This work compares Monte Carlo simulated radiation doses with estimates reported by a commercial dose-tracking system, conventional DLP-based absorbed doses and results reported in the literature. Our results are in agreement with observations reported elsewhere confirming that the foetal total body dose has significant correlations with patient size but insignificant correlation with gestational age [11]. However, the absorbed radiation dose of the foetal brain shows significant correlations with patient size, conceptus depth and gestational age while some foetal organs, such as the kidneys, large intestine (LI), small intestine (SI), spleen, urinary bladder (UB), etc., present significant correlations with patient size but insignificant correlation with conceptus depth and gestational age.

Three main factors contribute to the uncertainty on the calculated foetal dose: segmentation of clinical CT images (<5%), image registration of the computational phantom to the clinical CT scan (<30%), which determines the accuracy of the represented anatomical geometry of the patient, and the Monte Carlo calculation uncertainty (<2%), which can be reduced by increasing the simulated particle histories.

The obtained normalised absorbed dose can be used for estimating foetal dose for pregnant patients undergoing CT examinations at other tube current-time product settings since higher mAs values are commonly used to scan heavy or large patients. We are actually expanding the capabilities of the developed framework to other patient populations and different CT scanner models.

The mean foetal total body dose estimated in this work for the investigated patient cohort is consistent with results reported in the literature, but is about 14% lower than the estimates provided by Radimetrics™ dose-tracking system. This discrepancy may be attributed to the utilisation of simplistic stylised pregnant female phantoms and many other approximations and assumptions made by Radimetrics™, which results in an overestimation of the foetal dose.

────────────────

Can you write out the passage on fetal radiation dose from CT scans in full, word for word?

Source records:
────────────────

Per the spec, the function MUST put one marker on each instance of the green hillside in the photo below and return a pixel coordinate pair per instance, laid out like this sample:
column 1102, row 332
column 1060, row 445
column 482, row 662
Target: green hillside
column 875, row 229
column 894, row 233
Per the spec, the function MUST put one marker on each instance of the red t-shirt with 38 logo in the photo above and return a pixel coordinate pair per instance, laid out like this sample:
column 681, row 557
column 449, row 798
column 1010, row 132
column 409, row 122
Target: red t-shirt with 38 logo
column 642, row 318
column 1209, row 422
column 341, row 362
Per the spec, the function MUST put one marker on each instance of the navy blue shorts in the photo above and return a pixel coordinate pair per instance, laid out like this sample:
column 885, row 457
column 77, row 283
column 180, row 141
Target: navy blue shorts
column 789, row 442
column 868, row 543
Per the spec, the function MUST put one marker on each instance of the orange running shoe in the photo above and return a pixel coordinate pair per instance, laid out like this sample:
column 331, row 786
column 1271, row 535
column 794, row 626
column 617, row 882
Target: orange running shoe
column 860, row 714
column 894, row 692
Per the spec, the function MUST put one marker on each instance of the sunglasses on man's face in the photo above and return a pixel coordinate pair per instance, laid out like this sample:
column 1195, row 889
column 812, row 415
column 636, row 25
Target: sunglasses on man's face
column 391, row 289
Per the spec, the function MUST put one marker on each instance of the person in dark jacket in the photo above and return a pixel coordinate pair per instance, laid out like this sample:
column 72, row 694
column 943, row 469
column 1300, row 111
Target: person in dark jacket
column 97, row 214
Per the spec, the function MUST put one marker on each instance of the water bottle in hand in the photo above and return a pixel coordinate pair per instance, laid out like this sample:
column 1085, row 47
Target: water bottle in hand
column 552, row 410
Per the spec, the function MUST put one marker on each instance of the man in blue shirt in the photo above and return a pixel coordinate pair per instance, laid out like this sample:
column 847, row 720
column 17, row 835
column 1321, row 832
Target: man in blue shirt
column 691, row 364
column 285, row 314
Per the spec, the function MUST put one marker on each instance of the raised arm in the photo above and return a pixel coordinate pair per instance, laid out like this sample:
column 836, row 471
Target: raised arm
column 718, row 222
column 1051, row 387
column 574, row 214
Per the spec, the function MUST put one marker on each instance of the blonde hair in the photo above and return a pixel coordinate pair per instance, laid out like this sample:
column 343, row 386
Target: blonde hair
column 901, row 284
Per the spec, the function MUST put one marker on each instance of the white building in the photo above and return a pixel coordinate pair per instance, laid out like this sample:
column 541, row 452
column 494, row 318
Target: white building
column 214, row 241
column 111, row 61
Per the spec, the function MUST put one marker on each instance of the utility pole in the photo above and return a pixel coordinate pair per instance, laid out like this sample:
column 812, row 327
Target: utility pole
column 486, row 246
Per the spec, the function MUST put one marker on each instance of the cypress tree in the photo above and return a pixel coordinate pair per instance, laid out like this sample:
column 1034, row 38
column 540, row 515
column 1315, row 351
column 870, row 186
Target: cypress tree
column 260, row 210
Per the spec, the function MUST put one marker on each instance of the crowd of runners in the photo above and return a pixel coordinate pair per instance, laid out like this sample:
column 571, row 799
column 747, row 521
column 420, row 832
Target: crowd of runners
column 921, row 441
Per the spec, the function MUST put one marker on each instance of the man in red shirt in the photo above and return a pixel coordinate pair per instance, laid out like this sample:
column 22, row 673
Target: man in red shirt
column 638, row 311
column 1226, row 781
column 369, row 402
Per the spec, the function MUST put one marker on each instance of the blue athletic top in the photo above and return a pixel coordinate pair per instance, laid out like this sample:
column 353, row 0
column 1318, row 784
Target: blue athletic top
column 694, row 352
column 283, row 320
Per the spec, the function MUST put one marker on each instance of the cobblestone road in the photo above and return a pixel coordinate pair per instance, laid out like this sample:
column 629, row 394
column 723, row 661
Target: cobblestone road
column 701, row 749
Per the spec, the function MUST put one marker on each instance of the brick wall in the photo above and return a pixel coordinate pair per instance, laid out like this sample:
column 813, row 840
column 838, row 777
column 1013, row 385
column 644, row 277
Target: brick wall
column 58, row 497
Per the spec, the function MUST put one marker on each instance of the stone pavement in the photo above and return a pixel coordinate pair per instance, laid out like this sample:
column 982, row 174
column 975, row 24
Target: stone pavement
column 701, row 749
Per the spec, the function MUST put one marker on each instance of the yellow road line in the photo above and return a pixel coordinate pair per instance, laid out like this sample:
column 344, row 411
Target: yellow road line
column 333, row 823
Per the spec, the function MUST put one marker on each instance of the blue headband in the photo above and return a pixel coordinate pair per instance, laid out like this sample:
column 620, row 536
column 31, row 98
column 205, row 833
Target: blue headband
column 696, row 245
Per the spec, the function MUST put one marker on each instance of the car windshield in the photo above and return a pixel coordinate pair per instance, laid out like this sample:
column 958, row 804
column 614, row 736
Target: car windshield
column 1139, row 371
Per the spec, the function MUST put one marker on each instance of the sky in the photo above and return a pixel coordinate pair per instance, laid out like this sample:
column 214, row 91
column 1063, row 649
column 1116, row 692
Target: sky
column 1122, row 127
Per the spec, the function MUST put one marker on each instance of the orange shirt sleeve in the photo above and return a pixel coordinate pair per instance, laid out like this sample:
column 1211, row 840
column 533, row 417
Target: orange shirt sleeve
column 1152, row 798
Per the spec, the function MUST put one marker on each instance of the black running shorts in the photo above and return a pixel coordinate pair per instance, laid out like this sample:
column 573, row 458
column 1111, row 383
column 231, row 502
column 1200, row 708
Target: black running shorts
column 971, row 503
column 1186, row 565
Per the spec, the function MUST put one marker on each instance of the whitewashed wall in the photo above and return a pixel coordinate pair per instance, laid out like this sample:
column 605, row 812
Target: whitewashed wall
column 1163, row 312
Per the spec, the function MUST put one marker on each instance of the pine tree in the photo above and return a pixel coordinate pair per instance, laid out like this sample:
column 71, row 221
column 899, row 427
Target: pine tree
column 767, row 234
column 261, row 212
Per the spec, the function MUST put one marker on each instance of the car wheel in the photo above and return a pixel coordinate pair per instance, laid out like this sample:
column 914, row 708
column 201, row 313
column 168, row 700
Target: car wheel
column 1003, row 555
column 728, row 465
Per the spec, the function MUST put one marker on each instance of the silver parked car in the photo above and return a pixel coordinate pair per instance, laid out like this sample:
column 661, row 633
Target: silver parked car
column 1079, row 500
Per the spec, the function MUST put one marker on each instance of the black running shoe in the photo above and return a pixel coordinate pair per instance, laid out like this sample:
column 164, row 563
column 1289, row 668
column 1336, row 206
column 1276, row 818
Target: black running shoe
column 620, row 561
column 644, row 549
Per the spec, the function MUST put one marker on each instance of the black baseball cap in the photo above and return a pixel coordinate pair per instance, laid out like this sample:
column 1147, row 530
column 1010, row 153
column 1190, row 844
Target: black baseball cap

────────────────

_Result of the exercise_:
This work compares Monte Carlo simulated radiation doses with estimates reported by a commercial dose-tracking system, conventional DLP-based absorbed doses and results reported in the literature. Our results are in agreement with observations reported elsewhere confirming that the foetal total body dose has significant correlations with patient size but insignificant correlation with gestational age [11]. However, the absorbed radiation dose of the foetal brain shows significant correlations with patient size, conceptus depth and gestational age while some foetal organs, such as the kidneys, large intestine (LI), small intestine (SI), spleen, urinary bladder (UB), etc., present significant correlations with patient size but insignificant correlation with conceptus depth and gestational age.

Three main factors contribute to the uncertainty on the calculated foetal dose: segmentation of clinical CT images (<5%), image registration of the computational phantom to the clinical CT scan (<30%), which determines the accuracy of the represented anatomical geometry of the patient, and the Monte Carlo calculation uncertainty (<2%), which can be reduced by increasing the simulated particle histories.

The obtained normalised absorbed dose can be used for estimating foetal dose for pregnant patients undergoing CT examinations at other tube current-time product settings since higher mAs values are commonly used to scan heavy or large patients. We are actually expanding the capabilities of the developed framework to other patient populations and different CT scanner models.

The mean foetal total body dose estimated in this work for the investigated patient cohort is consistent with results reported in the literature, but is about 14% lower than the estimates provided by Radimetrics™ dose-tracking system. This discrepancy may be attributed to the utilisation of simplistic stylised pregnant female phantoms and many other approximations and assumptions made by Radimetrics™, which results in an overestimation of the foetal dose.